DIRECTION:
Please gather every line of the records below that contains the word "Outlines" and copy each one out in full.

TASK INPUT:
- - -

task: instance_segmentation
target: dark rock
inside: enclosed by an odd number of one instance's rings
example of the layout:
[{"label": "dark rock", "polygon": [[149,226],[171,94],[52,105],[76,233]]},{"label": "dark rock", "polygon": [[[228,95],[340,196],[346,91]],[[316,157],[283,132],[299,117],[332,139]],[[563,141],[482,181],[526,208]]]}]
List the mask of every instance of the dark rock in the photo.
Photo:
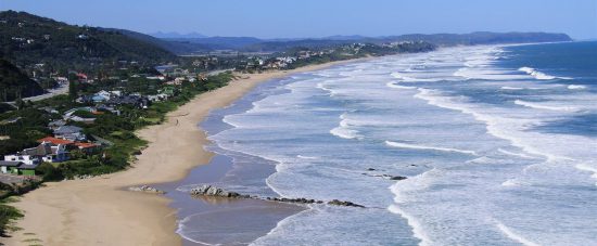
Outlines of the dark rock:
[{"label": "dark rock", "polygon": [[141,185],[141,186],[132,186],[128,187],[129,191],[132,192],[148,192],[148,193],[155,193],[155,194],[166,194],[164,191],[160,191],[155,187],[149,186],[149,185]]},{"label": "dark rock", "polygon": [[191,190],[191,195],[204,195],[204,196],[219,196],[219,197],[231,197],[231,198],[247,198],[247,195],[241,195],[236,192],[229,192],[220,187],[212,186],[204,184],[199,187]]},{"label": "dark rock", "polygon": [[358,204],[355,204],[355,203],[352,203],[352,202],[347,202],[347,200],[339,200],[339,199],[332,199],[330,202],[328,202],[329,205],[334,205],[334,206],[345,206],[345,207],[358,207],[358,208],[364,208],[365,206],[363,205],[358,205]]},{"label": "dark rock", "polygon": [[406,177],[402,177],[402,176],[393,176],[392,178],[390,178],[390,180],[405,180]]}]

- - -

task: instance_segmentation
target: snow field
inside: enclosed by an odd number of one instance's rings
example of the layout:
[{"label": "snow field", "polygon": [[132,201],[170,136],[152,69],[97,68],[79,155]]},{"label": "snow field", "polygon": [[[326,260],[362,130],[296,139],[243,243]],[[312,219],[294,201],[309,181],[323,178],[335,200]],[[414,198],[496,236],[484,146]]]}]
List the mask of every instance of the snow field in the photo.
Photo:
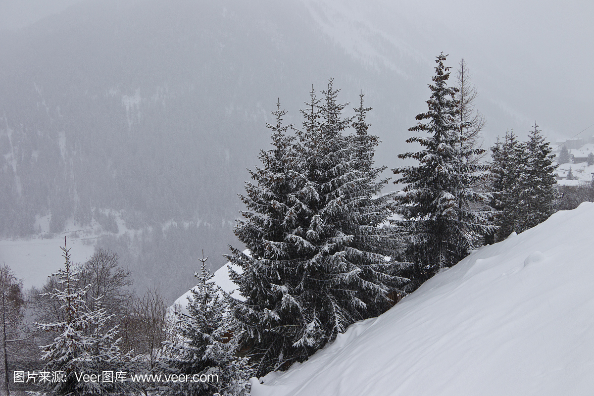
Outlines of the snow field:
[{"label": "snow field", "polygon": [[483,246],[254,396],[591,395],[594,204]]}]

- - -

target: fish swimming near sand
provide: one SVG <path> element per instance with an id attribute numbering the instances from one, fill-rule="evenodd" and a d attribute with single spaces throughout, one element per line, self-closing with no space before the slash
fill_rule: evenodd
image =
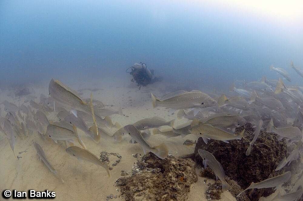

- - -

RESULT OF THIS EXERCISE:
Outlines of the dark rock:
Outlines of the snow field:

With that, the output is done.